I promised myself that 2nd time round I wouldn’t be so optimistic. I would expect to go overdue again with a full blown induction to follow. However, the super strong Braxton Hicks and various positive comments about every labour and baby being different got into my head. This time could be different. I could have a nice, natural birth. In the final few days, as my bump seemed to expand at the speed of lightening, I started to panic. It appeared that the risk of induction was looming. I would have to leave my beautiful two year old and go into hospital for around 4 days, pumping my body full of drugs to get things started. Our son was simply too comfortable and once again my placenta was thee perfect host.

* [Study material]
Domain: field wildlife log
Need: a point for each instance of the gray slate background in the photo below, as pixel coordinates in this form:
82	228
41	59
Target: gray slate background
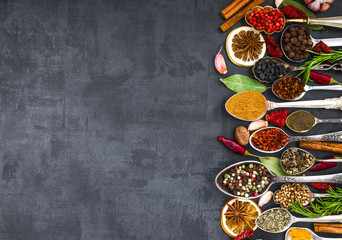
109	114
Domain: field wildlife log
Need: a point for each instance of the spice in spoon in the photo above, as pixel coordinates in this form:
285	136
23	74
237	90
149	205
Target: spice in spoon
295	161
300	234
300	121
247	105
274	220
288	87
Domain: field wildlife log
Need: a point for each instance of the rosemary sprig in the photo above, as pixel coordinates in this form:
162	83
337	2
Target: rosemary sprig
328	206
319	58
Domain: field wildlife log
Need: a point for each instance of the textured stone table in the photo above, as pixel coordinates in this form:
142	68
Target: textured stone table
109	114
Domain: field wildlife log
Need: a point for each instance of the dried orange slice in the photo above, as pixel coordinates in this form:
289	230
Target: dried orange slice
239	215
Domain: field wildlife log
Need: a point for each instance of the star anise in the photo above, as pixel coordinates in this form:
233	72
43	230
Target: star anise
247	45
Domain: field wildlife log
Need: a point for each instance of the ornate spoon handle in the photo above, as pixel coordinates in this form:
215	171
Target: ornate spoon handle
335	136
335	178
329	103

* [Required tasks]
[A] In the birth account, list every sentence that begins with the word "I".
[B] Copy the birth account from "I promised myself" to "thee perfect host.", substituting "caesarean" for each instance of "induction".
The records have no connection to the birth account.

* [Solutions to the problems]
[A]
- I promised myself that 2nd time round I wouldn’t be so optimistic.
- I would expect to go overdue again with a full blown induction to follow.
- I could have a nice, natural birth.
- I would have to leave my beautiful two year old and go into hospital for around 4 days, pumping my body full of drugs to get things started.

[B]
I promised myself that 2nd time round I wouldn’t be so optimistic. I would expect to go overdue again with a full blown caesarean to follow. However, the super strong Braxton Hicks and various positive comments about every labour and baby being different got into my head. This time could be different. I could have a nice, natural birth. In the final few days, as my bump seemed to expand at the speed of lightening, I started to panic. It appeared that the risk of caesarean was looming. I would have to leave my beautiful two year old and go into hospital for around 4 days, pumping my body full of drugs to get things started. Our son was simply too comfortable and once again my placenta was thee perfect host.